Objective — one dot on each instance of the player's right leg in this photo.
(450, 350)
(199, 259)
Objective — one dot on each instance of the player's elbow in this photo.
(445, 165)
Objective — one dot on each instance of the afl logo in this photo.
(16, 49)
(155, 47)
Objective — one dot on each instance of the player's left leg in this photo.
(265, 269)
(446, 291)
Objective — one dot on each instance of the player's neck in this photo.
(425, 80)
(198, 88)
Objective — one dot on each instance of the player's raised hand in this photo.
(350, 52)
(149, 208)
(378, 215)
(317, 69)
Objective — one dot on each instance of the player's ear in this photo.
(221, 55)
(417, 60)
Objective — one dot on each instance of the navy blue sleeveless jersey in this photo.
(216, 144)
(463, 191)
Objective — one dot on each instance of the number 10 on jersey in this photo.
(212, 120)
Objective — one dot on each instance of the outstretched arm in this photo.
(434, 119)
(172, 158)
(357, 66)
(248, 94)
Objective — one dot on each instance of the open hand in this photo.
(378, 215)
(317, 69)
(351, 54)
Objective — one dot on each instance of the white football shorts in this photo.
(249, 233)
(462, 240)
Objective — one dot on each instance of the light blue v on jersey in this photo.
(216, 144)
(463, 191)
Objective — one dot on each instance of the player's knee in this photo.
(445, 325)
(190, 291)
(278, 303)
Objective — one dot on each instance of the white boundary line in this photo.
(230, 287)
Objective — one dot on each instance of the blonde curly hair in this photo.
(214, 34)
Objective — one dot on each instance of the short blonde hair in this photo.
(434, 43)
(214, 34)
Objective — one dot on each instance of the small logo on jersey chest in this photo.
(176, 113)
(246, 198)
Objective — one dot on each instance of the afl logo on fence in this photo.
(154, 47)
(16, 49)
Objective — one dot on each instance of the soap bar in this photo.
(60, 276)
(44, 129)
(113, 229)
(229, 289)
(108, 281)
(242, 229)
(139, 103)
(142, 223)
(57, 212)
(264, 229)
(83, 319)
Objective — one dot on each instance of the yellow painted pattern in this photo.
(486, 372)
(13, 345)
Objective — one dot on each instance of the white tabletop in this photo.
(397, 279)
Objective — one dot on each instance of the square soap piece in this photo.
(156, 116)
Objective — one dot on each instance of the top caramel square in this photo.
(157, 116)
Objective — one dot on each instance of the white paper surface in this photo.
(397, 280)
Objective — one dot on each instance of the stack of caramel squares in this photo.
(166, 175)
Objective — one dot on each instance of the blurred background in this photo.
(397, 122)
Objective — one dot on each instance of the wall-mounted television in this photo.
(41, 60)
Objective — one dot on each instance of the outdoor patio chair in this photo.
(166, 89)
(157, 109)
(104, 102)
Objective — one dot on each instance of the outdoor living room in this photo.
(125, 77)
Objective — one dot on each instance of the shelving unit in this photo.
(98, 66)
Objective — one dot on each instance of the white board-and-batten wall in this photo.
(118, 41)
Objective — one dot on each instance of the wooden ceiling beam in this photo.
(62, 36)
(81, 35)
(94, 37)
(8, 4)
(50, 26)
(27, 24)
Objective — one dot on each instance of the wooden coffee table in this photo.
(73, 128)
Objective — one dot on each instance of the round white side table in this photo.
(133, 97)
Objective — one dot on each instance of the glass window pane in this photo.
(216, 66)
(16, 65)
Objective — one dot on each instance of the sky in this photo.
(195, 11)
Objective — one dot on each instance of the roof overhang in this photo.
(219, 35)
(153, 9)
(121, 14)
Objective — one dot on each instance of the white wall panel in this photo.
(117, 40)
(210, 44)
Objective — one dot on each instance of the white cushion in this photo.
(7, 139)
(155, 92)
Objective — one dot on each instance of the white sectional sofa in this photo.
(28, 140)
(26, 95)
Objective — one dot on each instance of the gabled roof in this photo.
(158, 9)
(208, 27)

**What is needed:** The records above are to be transcribed exactly and completely.

**Output for this task:**
Objective — one dot on each instance of the player's right leg in this photo.
(450, 350)
(199, 259)
Objective — one dot on each instance of the player's elbow in this photo.
(445, 165)
Objective — one dot on each instance of the afl logo in this photo.
(16, 49)
(155, 47)
Objective — one dot on each instance of the player's left leg in this photo.
(265, 269)
(446, 291)
Objective — one dot on each instance of the player's neck in this photo.
(425, 80)
(198, 88)
Objective — one dot on each instance of the player's raised hand in this photo.
(350, 52)
(149, 208)
(378, 215)
(317, 69)
Objective — one dot on each instance of the player's ear in this photo.
(221, 55)
(417, 60)
Objective — one dot on each instance of the navy blue sleeveless jersey in this photo.
(216, 144)
(463, 191)
Objective — one dot on each instance of the number 10 on jersey in this photo.
(212, 120)
Objective — one dot on each instance of the outstretched arm in this photo.
(434, 119)
(172, 158)
(357, 66)
(248, 94)
Objective — one dot on each instance of the open hand in this photo.
(378, 215)
(317, 69)
(351, 54)
Objective — one dot on each instance of the white football shorts in this photo.
(249, 233)
(462, 240)
Objective — one dot on each instance of the light blue v on jersey in this photo.
(216, 144)
(463, 191)
Objective — one dot on each instance of the player's knee in this photo.
(445, 325)
(190, 291)
(278, 303)
Objective — one dot on each instance of the white boundary line in this photo.
(230, 287)
Objective — one dot on each instance of the blonde curly hair in this photo.
(214, 34)
Objective — one dot on each instance of the short blonde hair in this photo.
(434, 43)
(214, 34)
Objective — one dot on each instance of the small logo on jersey chest in this photo.
(176, 113)
(246, 198)
Objective — one dot on each instance of the afl logo on fence in this photo.
(154, 47)
(16, 49)
Objective — one dot on each instance of the soap bar in this photo.
(60, 276)
(44, 129)
(113, 229)
(229, 289)
(108, 281)
(242, 229)
(139, 103)
(142, 223)
(57, 212)
(264, 229)
(83, 319)
Objective — one dot on each instance of the yellow painted pattern in this photo.
(486, 372)
(13, 345)
Objective — one dot on each instance of the white tabletop in this photo.
(397, 279)
Objective — one dot on each instance of the square soap piece in this photo.
(156, 116)
Objective — one dot on each instance of the top caramel square in this photo.
(157, 116)
Objective — one dot on each instance of the white paper surface in this photo.
(397, 280)
Objective — one dot on each instance of the stack of caramel squares in this photo.
(166, 175)
Objective — one dot on each instance of the blurred background in this photo.
(397, 122)
Objective — one dot on each instance of the wall-mounted television in this photo.
(41, 60)
Objective — one dot on each instance of the outdoor patio chair in this photo.
(166, 89)
(157, 109)
(104, 102)
Objective — one dot on each instance of the outdoor living room in this photo.
(125, 77)
Objective — one dot on each instance of the shelving unit in this photo.
(98, 66)
Objective — one dot on each instance of the white board-and-batten wall in this photo.
(118, 41)
Objective — one dot on each instance of the wooden ceiling beam in this photo.
(62, 36)
(81, 35)
(94, 37)
(8, 4)
(50, 26)
(27, 24)
Objective — one dot on each instance of the wooden coffee table in this photo.
(73, 128)
Objective — one dot on each instance of the round white side table in this photo.
(133, 97)
Objective — one dot on each instance of the glass window pane in this photo.
(216, 66)
(16, 65)
Objective — one dot on each instance of the sky in this photo.
(195, 11)
Objective — one dot on each instance of the roof overhang in this photo.
(219, 35)
(153, 9)
(121, 14)
Objective — one dot on each instance of the white wall panel in this photo.
(117, 40)
(210, 44)
Objective — one dot on each instance of the white cushion in this photo.
(7, 139)
(155, 92)
Objective — one dot on each instance of the white sectional sofa in this photo.
(28, 140)
(26, 95)
Objective — one dot on each instance of the gabled roof in this photo.
(158, 9)
(208, 27)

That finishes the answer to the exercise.